WHAT YOU SHOULD DO
A faithful copy of every entry is the goal; keep the images out of it.

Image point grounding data
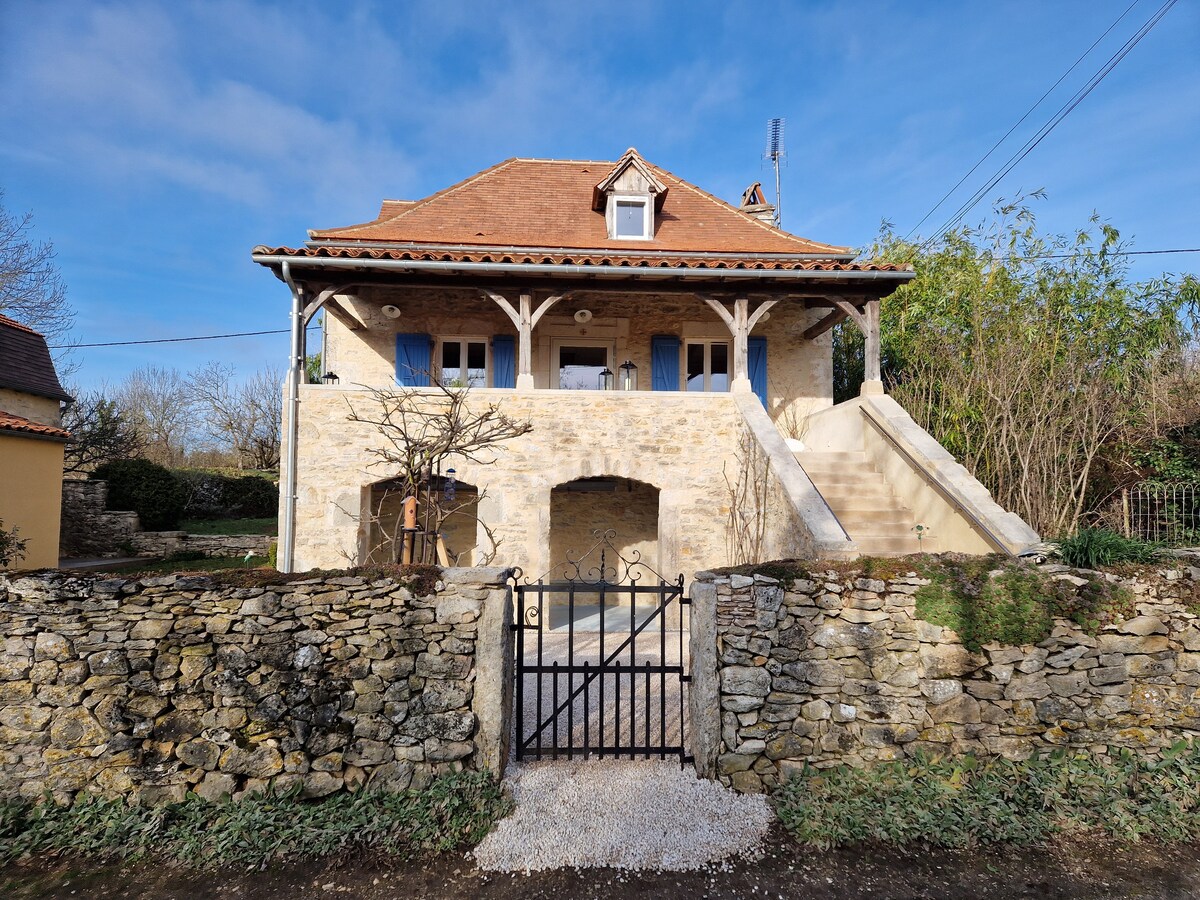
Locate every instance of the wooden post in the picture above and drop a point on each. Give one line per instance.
(409, 539)
(525, 345)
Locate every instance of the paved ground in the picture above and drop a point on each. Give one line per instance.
(1079, 869)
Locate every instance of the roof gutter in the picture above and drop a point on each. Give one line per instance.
(467, 268)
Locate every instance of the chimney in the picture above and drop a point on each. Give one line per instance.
(755, 203)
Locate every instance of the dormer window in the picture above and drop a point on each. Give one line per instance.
(631, 217)
(630, 196)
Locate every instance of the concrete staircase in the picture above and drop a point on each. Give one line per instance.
(863, 501)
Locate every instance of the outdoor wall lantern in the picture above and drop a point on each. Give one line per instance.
(628, 376)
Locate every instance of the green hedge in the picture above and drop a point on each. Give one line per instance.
(453, 813)
(150, 490)
(215, 495)
(963, 802)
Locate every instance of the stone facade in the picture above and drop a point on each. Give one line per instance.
(682, 444)
(89, 529)
(839, 670)
(156, 688)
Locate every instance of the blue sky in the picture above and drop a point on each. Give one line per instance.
(157, 143)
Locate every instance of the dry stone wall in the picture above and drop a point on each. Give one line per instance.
(838, 669)
(160, 687)
(163, 544)
(89, 529)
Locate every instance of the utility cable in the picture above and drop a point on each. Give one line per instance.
(1055, 120)
(1019, 121)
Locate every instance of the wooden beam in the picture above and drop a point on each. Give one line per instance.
(814, 331)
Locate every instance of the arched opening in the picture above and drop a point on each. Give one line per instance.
(451, 525)
(582, 513)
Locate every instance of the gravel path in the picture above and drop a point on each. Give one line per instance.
(621, 814)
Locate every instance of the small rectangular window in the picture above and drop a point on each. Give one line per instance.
(630, 219)
(708, 366)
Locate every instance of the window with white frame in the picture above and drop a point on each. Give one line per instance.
(631, 217)
(465, 361)
(707, 366)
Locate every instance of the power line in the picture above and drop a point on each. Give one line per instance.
(1055, 120)
(172, 340)
(1027, 114)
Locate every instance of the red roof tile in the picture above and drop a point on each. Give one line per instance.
(19, 424)
(559, 257)
(547, 203)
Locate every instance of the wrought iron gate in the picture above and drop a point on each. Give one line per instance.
(601, 663)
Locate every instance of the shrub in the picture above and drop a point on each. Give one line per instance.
(1095, 547)
(453, 813)
(963, 802)
(988, 599)
(145, 487)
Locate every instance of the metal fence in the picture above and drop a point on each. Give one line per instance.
(1163, 513)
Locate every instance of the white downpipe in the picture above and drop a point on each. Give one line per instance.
(295, 373)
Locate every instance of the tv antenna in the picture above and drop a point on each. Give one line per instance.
(775, 153)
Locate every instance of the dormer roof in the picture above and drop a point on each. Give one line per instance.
(629, 160)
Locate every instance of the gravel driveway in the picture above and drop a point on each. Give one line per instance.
(621, 814)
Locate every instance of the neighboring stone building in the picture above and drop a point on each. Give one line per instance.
(31, 443)
(664, 345)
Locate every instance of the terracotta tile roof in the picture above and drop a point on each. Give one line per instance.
(19, 424)
(547, 203)
(27, 365)
(563, 257)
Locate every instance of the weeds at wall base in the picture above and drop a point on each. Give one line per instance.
(964, 802)
(453, 813)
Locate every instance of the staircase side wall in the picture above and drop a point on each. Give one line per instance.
(957, 513)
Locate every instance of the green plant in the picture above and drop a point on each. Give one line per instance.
(960, 802)
(12, 549)
(451, 813)
(1095, 547)
(145, 487)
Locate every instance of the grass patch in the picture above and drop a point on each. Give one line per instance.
(965, 802)
(987, 599)
(453, 813)
(231, 526)
(1097, 547)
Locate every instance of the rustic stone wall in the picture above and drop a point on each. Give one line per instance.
(838, 669)
(162, 544)
(89, 529)
(161, 687)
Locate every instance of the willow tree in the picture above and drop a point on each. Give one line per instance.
(1036, 360)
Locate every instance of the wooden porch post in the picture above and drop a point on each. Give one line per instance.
(525, 318)
(868, 321)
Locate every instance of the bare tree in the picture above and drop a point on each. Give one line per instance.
(424, 432)
(244, 418)
(100, 432)
(31, 289)
(159, 403)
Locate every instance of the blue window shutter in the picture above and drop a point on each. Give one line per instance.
(413, 363)
(665, 363)
(756, 353)
(504, 361)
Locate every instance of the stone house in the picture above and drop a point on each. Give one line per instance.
(671, 351)
(31, 443)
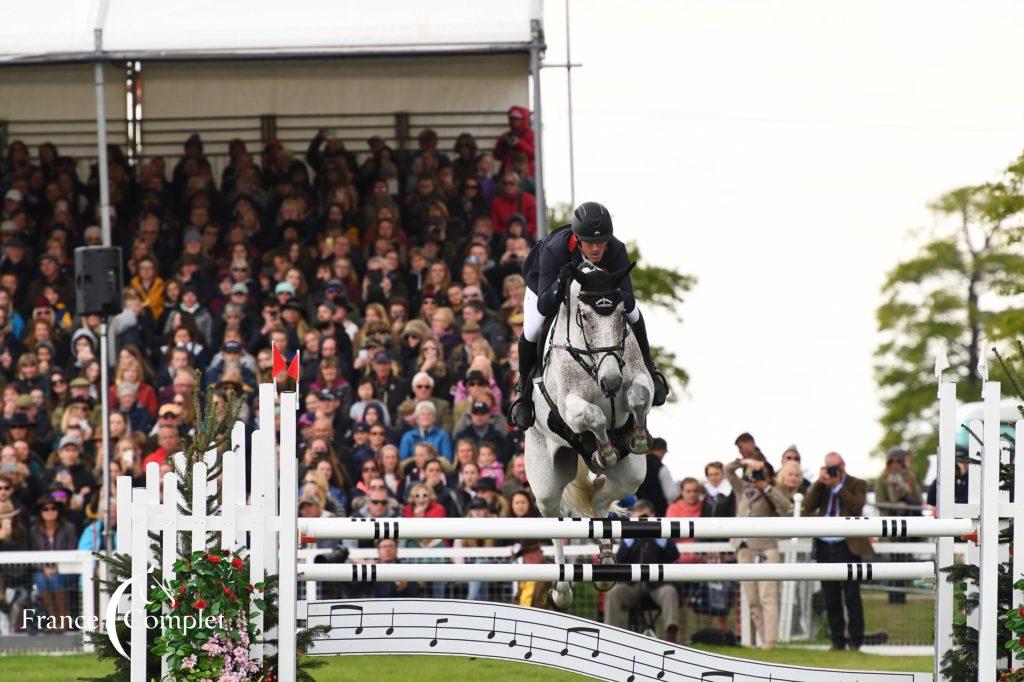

YOUR RESPONSE
Locate every instance of the wooden post in the picture above and drop a point on each. Give one line per instance.
(409, 539)
(525, 345)
Locate every instance of the paved ground in the picture above and drop a point on each. Give one line per instance.
(1079, 869)
Locate every instance of the roof gutter in the picture above and drop a point on each. Give one line per instance.
(467, 268)
Locate every instance of the chimney in the picture above and drop a point on each. Give one line per instance.
(755, 203)
Locate every instance of the dormer window in the picture above and drop a point on each. Give one line per instance.
(631, 217)
(630, 196)
Locate every instance of the concrete staircase in the picture above and drop a point on each. Give one line per instance.
(863, 501)
Locate every instance of the outdoor wall lantern in the picture above and drop a point on each. Give one line per instance.
(628, 376)
Locate every instance of the green hedge in the picture above and drop a point on each. Give one line per instance.
(453, 813)
(150, 490)
(215, 495)
(963, 802)
Locate every instance of the stone facade in the picture above and drop a point on each. Give one line per instance.
(682, 444)
(89, 529)
(839, 670)
(156, 688)
Locate every instance of the blue sky in the picture above and drop a point on each. Give one line per instance.
(157, 143)
Locate every instance of the dry stone wall in the picture above and drop a point on each. Give one line per instance.
(838, 669)
(160, 687)
(163, 544)
(89, 529)
Locate every instance of the utility cable in the picture above and drop a point on each. Give one line per instance.
(1055, 120)
(1019, 121)
Locate every instance of the wooden beam in the picture above and drop a point on each. Give one line per instance.
(814, 331)
Locate every instance of the arched opening in the picture above and drop a point on each. Give one line per instance.
(451, 525)
(582, 513)
Locate every instance of the gravel path in the picture above and drop a point on each. Give one line per instance.
(621, 814)
Locate every instance of the small rectangular window in the picture above and drop a point on each. Give one line per instance.
(630, 219)
(708, 366)
Locate every instance of the window with white frame in the picture above and drop a point on each. Give one line per instance.
(631, 217)
(465, 361)
(707, 366)
Locate every instance of the power line in the picture above and drop a point on each. Give one line per instance.
(1055, 120)
(172, 340)
(1027, 114)
Locate every instance of the red roof tile in the picture above and drop a point on each. Give one line per instance.
(19, 424)
(559, 257)
(547, 203)
Locate every instance of the wrought iron gate in the picture above and drop a point on each. Give one line per instance.
(601, 663)
Locate every instance of the shrub in the picture above and drop a point on each. Give one line per instance.
(1095, 547)
(453, 813)
(963, 802)
(988, 599)
(145, 487)
Locate every instance of the metal fence in the picture above and drop a point on each. Give one line per instance.
(1163, 513)
Locate every instance of the white downpipe in the picture above and drop a point on each. Give one line per instance.
(295, 373)
Locate every instance of the tv antenna in the picture above and drop a point on each. Give one line per instance.
(775, 153)
Locate every instance of the dormer roof in the picture above and drop a point on each. Give one line per instance.
(629, 160)
Locate every instance of the gravel driveway in the picture above and drop a point on each. Give one line per instance.
(621, 814)
Locate every instance of the neighboring stone building in the picture above and drop a point on each. Give one line per instance.
(31, 443)
(664, 345)
Locate every instance of the terracotta tile roof in the picture above and drop a point on each. Give one line per instance.
(19, 424)
(547, 203)
(27, 365)
(563, 257)
Locate every instance of the weeds at wall base in the picture above and drop a point on each. Give one line per instance.
(964, 802)
(453, 813)
Locate every instance of the staircase side wall in the picture above and drop a point on each. Give one line per instance.
(957, 513)
Locate every instance of the green plant in the picture above and drop a point on each. Give one line per instance.
(960, 802)
(12, 549)
(451, 813)
(1095, 547)
(145, 487)
Locate every instance of the grass patch in the picture above and drop a point on each. Give one line per instance.
(965, 802)
(987, 599)
(453, 813)
(231, 526)
(1097, 547)
Locate every instance of the rustic stone wall in the picture above and drop a point on each. Give one line per instance.
(838, 669)
(162, 544)
(89, 529)
(161, 687)
Locate every instance of the willow tree in the picture above and drop a point on each. Give one line per instance.
(1036, 360)
Locate every instance of the wooden porch post in the picture above and drop a point on each. Give one line per instance.
(525, 318)
(868, 321)
Locate every instance of the bare tree in the picture above and drop a point on each. Give one line per instance.
(424, 432)
(244, 418)
(100, 432)
(31, 289)
(159, 403)
Locate every instance of the blue window shutter in the picture above and drop a point on each. Give one line per instance.
(413, 363)
(665, 363)
(756, 353)
(504, 361)
Locate every instance of the stone house in the picture above and drop a point on each. Give one line per instance.
(671, 351)
(31, 443)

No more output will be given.